SOURCE PASSAGE:
►

Instruments and Materials


Chapter Summary

  • A dermatologic surgeon's skill depends upon knowledge of basic instrumentation and wound closure materials. Knowledge of the basic engineering principles such as stress–strain and basic metallurgy is an essential prerequisite to understanding instrumentation and materials.

  • Investing in high-quality instruments that are practical for the range of procedures performed helps the dermatologist perform procedures with skill. Every instrument has proper uses and handling methods.

  • Proper maintenance will enhance the longevity of surgical instrumentation and protect the surgeon's investment. Knowledge of the properties of surgical stainless steel allows one to make sense of why certain detergents and cleaning procedures should be employed.

  • Wound closure materials may be ordered according to the type, size, length, and color of suture material, as well as the type and size of the attached needle. Standards for sutures in the USA are governed by the US Pharmacopeia (USP) standards, which are based primarily on diameter and maximal tensile strength of suture strand.

  • Procedure surgical trays can improve the efficiency and safety of office procedures.

Mechanical Properties of Materials

In discussing materials, the concept of stress and strain ( Fig. 4.1 ) will repeatedly arise. A stress is a pressure, tension, or shear applied to a material. Tensile stress is defined as a force per unit area and is measured in Newtons per square meter (N/m 2 ), Pascals (Pa) (1 N/m 2 = 1 Pa), or in pounds per square inch (psi). Strain is the resulting deformation in the object and is measured as the fraction of the deformation to the original length for a tensile strain (%). When a material is minimally stressed, it is often able to return to its original form if the stress is removed in a timely fashion. This is the elastic portion of the curve. If stress is applied beyond a certain threshold, permanent deformation will occur in the so-called plastic region of the curve. Yield point is the point at which plastic deformation begins to occur; breaking point is the point at which the material fractures. Each point has a corresponding strength and elongation at which it occurs. Maximal tensile strength is the highest point of the tensile strength curve and is often higher than the breaking point strength. The slope of the elastic portion of the curve is called the modulus of elasti­city . This reflects the material's resistance to elastic deformation or tensile stiffness . The modulus of stainless steel used in suture needles, for example, is approximately 200 GPa. The moduli of elasticity of suture materials are in the range of 0.5–3 GPa.

◄

Continue the passage on dermatologic surgical instruments and materials, starting after its last sentence.

RECORDED DATA:
►

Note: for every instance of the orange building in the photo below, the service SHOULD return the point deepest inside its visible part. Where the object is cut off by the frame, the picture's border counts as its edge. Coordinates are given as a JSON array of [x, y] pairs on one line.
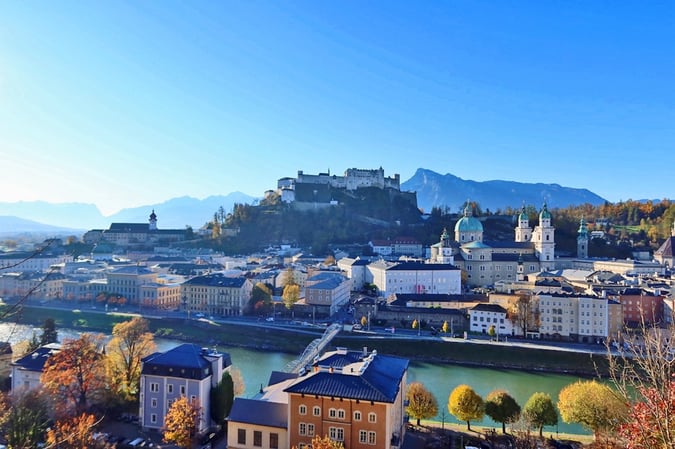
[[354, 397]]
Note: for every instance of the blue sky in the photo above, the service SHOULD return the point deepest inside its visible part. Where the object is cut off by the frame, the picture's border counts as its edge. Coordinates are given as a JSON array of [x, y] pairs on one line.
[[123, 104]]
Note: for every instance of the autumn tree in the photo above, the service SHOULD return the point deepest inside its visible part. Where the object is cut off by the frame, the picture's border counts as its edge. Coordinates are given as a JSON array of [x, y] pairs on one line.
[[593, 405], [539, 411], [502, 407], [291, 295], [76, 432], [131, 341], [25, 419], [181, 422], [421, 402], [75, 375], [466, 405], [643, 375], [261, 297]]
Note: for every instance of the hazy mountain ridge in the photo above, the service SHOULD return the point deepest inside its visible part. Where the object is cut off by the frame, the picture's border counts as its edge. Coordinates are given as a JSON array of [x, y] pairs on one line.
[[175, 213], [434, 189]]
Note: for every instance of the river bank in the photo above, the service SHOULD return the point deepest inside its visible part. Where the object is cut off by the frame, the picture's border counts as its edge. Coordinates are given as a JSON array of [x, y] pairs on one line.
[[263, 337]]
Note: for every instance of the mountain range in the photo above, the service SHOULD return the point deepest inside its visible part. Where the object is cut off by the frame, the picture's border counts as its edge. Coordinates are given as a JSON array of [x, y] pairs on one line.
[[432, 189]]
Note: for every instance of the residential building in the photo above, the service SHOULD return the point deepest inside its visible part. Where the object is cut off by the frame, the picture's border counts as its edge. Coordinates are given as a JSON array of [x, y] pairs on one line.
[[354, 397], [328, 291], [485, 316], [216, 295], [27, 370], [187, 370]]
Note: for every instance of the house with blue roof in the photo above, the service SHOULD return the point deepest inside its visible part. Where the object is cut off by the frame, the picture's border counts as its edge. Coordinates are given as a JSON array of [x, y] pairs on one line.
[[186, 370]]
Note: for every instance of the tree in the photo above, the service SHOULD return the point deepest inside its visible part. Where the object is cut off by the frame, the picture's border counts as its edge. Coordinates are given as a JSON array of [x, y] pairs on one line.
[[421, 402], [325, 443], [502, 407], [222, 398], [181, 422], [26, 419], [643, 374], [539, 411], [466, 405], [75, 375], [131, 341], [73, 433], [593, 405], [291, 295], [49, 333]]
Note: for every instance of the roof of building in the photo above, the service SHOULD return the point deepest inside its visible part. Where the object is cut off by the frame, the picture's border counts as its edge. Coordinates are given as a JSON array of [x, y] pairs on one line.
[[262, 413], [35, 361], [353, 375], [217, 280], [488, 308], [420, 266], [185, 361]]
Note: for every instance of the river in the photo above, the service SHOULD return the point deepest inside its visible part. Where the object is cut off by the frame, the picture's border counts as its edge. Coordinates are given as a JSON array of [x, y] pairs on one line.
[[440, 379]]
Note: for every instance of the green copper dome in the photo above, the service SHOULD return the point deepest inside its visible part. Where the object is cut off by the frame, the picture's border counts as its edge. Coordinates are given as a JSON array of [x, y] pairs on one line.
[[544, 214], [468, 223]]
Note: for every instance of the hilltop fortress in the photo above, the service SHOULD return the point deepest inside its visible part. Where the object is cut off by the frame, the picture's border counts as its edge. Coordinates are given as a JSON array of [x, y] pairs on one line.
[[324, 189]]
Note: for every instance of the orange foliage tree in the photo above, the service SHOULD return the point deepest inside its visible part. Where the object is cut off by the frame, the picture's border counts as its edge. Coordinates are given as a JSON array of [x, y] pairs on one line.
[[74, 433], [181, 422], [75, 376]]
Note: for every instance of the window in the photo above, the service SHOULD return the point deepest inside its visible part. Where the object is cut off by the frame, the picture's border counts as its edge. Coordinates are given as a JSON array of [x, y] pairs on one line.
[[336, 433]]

◄

YOUR RESPONSE:
FIGURE 4.1, Idealized stress–strain curve with key landmarks identified.

A classic dichotomy contrasts a ductile material, such as stainless steel, versus a brittle material, such as glass ( Fig. 4.2 ). Once glass reaches its elastic limit, it will break instead of undergoing plastic deformations. Stainless steel, on the other hand, is ductile and able to withstand a great degree of elongation beyond its yield point.

FIGURE 4.2, A brittle material, such as glass, breaks once it reaches its elastic limit. A ductile material, such as stainless steel, can continue to be deformed (albeit plastically) after its elastic point.

Instrument Material Selection

The materials used to fashion surgical instruments have largely been a reflection of the popular materials of that age. Instruments from the late Roman era (1st–4th century ad ), were primarily made using copper alloys. From the seventeenth to the nineteenth century, steel grew in prominence along with a smaller proportion of nickel-plated instruments. After the introduction of stainless steel in the early twentieth century, practitioners and instrument manufacturers rapidly adopted it. By 1938, 60% of surgical instruments were made of stainless steel and by 1963, that proportion had reached over 90%.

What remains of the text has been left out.